**PASSAGE SHOWN**
......
He is deaf and mute. His wife and three children all remain in Bangladesh along with his seven siblings. The Applicant arrived in Canada on August 23, 2003 and claimed refugee protection, alleging persecution by the police and
several rival political parties who had forced him to draw political cartoons
insulting each other. His refugee claim was refused on January 20, 2005
after the Board found insufficient credible and reliable evidence that he was
at risk in Bangladesh and explicitly rejected the allegation that the Applicant
is being sought by either state authorities or political party officials. In
November 2006, he made an H&C application and, in February 2007, applied
for a PRRA.
[3]
The
H&C and the PRRA were refused on March 3 and 4, 2010 respectively. However,
they were inadvertently not disclosed to the Applicant, who made additional
submissions in both the H&C and the PRRA in October 2010. Those additional
submissions were considered in addenda dated May 24 and 31, 2011 and then both
final decisions were disclosed to the Applicant.
II. Decision
under Review
[4]
The
Officer considered the hardship resulting from the Applicant’s establishment in
Canada and the risk he faces in Bangladesh, but found that there was
insufficient evidence to warrant a positive decision.
[5]
The
Officer noted the negative refugee decision and referred to the PRRA analysis
before finding that the Applicant’s evidence was not sufficient to demonstrate
hardship if he must return to Bangladesh. The Officer also gave little weight
to letters from individuals in Canada and in Bangladesh that affirmed the risk
to the Applicant, as they all lacked first-hand knowledge of the risk.
[6]
The
Officer accepted that the Applicant is being treated for depression and trauma,
but found that there was insufficient evidence to show that these conditions
resulted from his fear of return. The Officer noted that the doctor’s
reference to a lack of support suggested that the doctor was not fully apprised
of the Applicant’s circumstances – specifically, his many family members in Bangladesh who could provide support.
[7]
The
Officer considered the evidence about country conditions in Bangladesh, but found that conditions were improving and that, despite some evidence of difficulties
faced by the disabled, there was insufficient evidence of hardship given the
Applicant’s personal circumstances and achievements before he left Bangladesh.
[8]
Turning
to his establishment in Canada, the Officer accepted that this was a positive
factor and commended the Applicant’s efforts to establish himself. However,
the Officer found that there was little objective evidence that his having to
leave Canada would cause unusual and undeserved or disproportionate hardship.
III. Issues
[9]
There
are two issues in this application: (1) whether the Officer applied the correct
legal test in the H&C when assessing the hardship that results from risk;
and (2) whether the Officer based the negative H&C decision on unreasonable
inferences.
......
**WRITTEN TASK A**
Repeat the immigration decision excerpt starting at "II. Decision" and ending at "a positive decision.".
The immigration decision excerpt and the records have no connection to each other.
......
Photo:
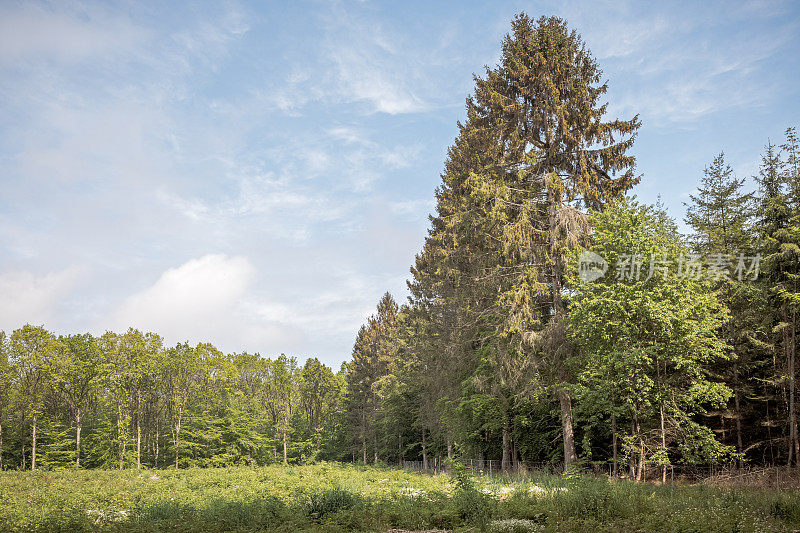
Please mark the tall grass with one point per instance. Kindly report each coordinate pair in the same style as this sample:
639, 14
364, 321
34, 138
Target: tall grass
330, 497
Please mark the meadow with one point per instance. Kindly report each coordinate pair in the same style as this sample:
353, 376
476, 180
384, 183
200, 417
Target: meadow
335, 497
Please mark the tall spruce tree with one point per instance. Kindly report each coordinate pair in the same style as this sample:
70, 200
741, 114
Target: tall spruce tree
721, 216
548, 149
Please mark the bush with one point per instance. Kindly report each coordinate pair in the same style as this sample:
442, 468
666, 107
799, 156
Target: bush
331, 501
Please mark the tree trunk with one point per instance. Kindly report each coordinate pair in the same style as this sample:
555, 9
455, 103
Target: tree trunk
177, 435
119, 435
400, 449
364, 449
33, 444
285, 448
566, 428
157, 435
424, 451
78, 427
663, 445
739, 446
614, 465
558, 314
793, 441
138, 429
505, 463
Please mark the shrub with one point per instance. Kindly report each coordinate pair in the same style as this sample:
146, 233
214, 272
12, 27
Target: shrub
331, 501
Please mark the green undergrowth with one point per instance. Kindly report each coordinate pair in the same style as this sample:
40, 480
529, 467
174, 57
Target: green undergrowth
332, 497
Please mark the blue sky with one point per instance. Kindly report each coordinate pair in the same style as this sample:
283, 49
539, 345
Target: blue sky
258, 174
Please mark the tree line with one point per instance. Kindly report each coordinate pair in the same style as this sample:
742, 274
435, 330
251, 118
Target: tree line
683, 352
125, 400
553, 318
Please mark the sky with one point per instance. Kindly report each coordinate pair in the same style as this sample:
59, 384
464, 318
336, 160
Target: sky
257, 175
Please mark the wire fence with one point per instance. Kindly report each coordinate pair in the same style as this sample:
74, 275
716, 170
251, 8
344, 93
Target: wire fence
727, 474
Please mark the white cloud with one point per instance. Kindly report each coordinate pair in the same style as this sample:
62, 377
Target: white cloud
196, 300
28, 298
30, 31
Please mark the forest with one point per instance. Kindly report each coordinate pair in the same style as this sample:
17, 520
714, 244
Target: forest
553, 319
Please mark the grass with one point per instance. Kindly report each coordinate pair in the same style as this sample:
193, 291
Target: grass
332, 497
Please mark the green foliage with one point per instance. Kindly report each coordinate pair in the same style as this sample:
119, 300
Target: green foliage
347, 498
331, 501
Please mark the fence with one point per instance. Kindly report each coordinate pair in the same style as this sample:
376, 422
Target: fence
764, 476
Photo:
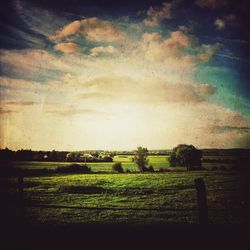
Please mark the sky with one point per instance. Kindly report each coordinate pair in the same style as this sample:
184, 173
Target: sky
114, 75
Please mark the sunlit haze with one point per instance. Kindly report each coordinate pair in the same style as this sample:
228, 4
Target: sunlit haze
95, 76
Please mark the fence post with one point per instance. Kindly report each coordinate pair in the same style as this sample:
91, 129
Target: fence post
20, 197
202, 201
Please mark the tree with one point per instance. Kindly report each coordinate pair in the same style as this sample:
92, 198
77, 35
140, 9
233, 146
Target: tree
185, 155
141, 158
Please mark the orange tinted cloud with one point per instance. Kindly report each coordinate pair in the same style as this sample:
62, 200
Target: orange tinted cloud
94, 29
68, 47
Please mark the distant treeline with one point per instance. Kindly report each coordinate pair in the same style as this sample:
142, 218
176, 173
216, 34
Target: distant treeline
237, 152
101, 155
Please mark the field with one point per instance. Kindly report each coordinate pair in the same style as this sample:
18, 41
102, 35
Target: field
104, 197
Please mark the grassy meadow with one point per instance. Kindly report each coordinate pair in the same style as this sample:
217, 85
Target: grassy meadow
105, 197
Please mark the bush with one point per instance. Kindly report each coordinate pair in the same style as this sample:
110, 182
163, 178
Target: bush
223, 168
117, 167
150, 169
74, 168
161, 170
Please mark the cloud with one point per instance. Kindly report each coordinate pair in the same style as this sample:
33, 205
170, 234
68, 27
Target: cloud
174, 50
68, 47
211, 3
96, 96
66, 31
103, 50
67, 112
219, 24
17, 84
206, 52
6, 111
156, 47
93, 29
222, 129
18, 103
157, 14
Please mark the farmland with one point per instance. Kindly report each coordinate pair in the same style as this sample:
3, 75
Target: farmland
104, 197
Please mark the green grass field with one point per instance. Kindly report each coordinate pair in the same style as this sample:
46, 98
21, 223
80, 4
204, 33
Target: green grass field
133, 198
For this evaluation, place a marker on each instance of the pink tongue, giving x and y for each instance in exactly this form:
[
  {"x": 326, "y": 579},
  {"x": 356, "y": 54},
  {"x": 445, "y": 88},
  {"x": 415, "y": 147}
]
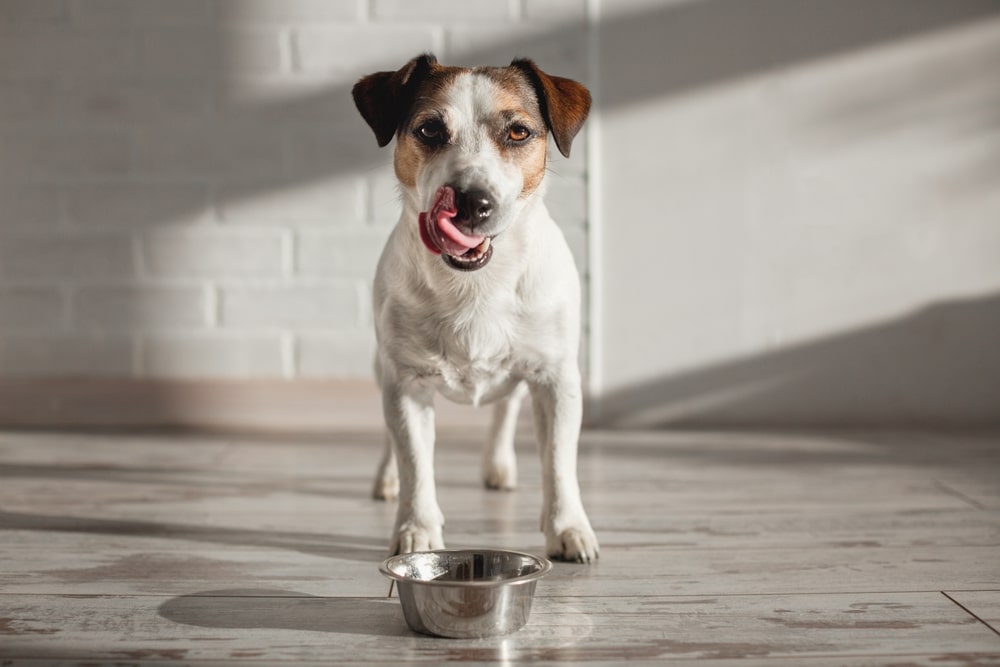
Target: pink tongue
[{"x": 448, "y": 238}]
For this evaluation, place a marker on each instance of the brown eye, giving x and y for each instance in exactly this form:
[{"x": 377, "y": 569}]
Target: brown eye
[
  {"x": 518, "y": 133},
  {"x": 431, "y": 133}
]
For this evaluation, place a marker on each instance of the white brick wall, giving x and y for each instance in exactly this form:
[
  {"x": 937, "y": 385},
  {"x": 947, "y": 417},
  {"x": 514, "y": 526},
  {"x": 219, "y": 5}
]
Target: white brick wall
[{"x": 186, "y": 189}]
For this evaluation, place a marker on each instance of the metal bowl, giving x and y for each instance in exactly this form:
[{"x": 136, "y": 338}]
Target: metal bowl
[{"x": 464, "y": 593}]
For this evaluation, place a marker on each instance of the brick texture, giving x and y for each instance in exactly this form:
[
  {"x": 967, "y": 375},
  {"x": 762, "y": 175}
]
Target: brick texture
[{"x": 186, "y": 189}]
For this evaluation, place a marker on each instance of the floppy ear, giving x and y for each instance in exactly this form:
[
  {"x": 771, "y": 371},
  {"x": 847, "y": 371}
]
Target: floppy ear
......
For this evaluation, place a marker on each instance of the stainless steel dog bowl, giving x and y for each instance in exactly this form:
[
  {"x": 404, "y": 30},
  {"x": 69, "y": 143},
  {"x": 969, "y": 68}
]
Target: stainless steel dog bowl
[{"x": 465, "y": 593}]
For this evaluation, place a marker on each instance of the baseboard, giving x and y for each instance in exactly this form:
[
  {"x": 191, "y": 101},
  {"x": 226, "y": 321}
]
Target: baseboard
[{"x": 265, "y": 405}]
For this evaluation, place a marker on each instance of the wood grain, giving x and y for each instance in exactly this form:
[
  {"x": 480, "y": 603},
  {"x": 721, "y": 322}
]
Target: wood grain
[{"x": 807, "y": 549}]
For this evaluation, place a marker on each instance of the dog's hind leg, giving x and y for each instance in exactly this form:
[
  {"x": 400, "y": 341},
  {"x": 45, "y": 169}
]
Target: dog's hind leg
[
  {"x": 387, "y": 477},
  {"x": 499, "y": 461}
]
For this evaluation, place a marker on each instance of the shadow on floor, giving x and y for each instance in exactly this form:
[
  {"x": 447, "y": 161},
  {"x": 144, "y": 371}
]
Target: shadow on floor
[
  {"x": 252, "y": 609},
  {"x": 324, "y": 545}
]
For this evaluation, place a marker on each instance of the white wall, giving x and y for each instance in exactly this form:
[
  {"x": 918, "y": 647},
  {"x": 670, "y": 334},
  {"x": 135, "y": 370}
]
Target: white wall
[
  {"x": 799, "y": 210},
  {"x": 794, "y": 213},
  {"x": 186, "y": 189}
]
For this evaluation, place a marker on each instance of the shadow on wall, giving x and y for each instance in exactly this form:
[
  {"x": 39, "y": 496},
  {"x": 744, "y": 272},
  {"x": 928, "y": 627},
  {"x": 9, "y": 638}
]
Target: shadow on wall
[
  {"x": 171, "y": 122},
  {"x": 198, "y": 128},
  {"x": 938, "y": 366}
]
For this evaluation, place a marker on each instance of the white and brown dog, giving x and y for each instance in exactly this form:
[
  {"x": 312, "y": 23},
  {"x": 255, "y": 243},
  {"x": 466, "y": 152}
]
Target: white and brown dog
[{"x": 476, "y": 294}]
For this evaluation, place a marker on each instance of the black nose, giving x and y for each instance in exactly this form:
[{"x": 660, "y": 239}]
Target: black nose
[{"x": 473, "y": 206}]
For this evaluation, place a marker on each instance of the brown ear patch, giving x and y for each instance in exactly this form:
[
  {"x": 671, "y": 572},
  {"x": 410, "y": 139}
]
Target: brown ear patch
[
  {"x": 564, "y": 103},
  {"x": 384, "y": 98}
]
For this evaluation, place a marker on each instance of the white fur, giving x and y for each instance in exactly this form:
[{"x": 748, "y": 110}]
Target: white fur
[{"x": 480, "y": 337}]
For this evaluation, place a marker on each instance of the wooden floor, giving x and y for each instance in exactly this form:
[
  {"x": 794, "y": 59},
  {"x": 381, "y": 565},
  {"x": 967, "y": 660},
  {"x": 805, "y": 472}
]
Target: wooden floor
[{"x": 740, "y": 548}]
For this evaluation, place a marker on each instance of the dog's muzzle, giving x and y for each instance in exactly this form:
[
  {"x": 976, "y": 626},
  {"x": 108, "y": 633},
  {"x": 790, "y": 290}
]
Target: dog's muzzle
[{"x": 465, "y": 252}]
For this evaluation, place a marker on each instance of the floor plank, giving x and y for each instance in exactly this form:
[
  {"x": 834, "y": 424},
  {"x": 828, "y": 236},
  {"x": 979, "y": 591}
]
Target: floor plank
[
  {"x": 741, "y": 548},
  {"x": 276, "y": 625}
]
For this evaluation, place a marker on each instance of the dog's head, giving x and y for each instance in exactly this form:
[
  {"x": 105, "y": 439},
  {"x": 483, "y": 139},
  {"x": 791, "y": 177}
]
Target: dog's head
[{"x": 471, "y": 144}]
......
**WRITTEN TASK B**
In the records, edit the lines starting at the one containing "of the floppy" and ending at the one containing "Target: floppy ear" by replacing "floppy ear" with "pointed ear" and changing nothing else. Output only those lines.

**CORRECT ANSWER A**
II. Decision
under Review
[4]
The
Officer considered the hardship resulting from the Applicant’s establishment in
Canada and the risk he faces in Bangladesh, but found that there was
insufficient evidence to warrant a positive decision.

**CORRECT ANSWER B**
For this evaluation, place a marker on each instance of the pointed ear, giving x and y for each instance in exactly this form:
[
  {"x": 771, "y": 371},
  {"x": 847, "y": 371}
]
Target: pointed ear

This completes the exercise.